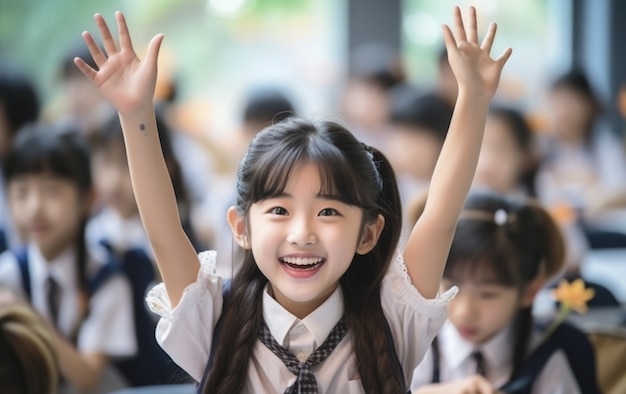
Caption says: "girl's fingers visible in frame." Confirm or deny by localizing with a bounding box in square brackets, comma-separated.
[115, 11, 133, 50]
[74, 57, 97, 81]
[146, 34, 164, 65]
[94, 14, 117, 56]
[441, 25, 457, 53]
[496, 48, 513, 68]
[83, 32, 107, 68]
[467, 6, 478, 44]
[480, 22, 498, 53]
[454, 6, 467, 42]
───
Put all of the material above into a Markdown table with the columns Row and Line, numbering each line and omitting blank lines. Leave the pictures out.

| Row | Line |
|---|---|
| 1 | Caption says: "girl's fingers visible in frame." Confirm or deny by localizing with a bounding box in square brackets, comma-separated. |
| 2 | [115, 11, 133, 50] |
| 3 | [74, 57, 97, 81] |
| 4 | [146, 34, 164, 65] |
| 5 | [94, 14, 117, 56] |
| 6 | [441, 25, 457, 53] |
| 7 | [496, 48, 513, 68] |
| 8 | [83, 32, 107, 68] |
| 9 | [467, 6, 478, 44] |
| 10 | [480, 22, 498, 53] |
| 11 | [454, 6, 467, 42] |